§ THE REQUEST:
From the rows below, pull out every line that contains the word "instance" and copy each such line without changes.
───── INPUT DATA
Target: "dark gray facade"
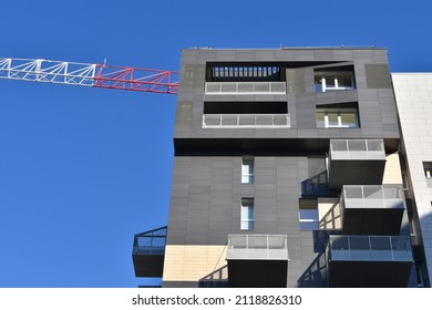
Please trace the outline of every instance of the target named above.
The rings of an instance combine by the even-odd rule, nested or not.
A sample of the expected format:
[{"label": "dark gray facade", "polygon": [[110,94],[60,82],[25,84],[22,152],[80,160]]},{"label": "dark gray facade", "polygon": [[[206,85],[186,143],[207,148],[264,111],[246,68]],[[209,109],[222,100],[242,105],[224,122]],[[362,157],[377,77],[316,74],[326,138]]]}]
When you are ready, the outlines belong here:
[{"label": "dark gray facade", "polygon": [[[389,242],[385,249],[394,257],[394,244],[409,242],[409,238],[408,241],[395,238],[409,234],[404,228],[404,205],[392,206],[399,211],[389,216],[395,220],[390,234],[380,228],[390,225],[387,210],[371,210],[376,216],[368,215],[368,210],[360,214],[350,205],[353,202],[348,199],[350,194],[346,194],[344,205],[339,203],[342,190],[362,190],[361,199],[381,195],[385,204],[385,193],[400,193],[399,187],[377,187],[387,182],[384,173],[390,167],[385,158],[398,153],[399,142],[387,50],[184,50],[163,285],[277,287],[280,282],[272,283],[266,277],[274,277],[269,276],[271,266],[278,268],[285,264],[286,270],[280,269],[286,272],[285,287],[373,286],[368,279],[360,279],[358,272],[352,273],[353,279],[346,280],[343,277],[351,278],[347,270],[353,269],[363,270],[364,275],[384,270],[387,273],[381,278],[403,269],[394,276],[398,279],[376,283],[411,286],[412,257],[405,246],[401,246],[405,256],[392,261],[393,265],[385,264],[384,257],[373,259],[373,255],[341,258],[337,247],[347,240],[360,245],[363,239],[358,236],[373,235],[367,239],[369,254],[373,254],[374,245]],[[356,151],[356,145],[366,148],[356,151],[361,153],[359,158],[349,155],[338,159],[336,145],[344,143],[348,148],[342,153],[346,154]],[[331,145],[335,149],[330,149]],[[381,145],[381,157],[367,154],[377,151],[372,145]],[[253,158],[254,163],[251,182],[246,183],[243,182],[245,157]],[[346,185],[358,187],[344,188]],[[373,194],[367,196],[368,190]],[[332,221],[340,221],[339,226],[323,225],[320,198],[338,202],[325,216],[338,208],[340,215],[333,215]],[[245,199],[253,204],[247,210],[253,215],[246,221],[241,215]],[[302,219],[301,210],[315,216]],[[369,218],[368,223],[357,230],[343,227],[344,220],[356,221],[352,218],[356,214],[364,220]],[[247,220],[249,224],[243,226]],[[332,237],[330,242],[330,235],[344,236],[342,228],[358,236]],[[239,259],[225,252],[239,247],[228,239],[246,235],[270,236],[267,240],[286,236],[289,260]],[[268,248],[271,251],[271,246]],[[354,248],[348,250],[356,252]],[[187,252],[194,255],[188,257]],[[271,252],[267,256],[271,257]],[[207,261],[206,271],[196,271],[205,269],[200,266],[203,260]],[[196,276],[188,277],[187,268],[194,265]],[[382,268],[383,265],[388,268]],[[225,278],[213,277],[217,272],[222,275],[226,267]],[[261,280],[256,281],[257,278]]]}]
──────────
§ FINISHED EXERCISE:
Please trace the outline of every instance of the target named above.
The rings of an instance combine by the even-odd rule, nested or not.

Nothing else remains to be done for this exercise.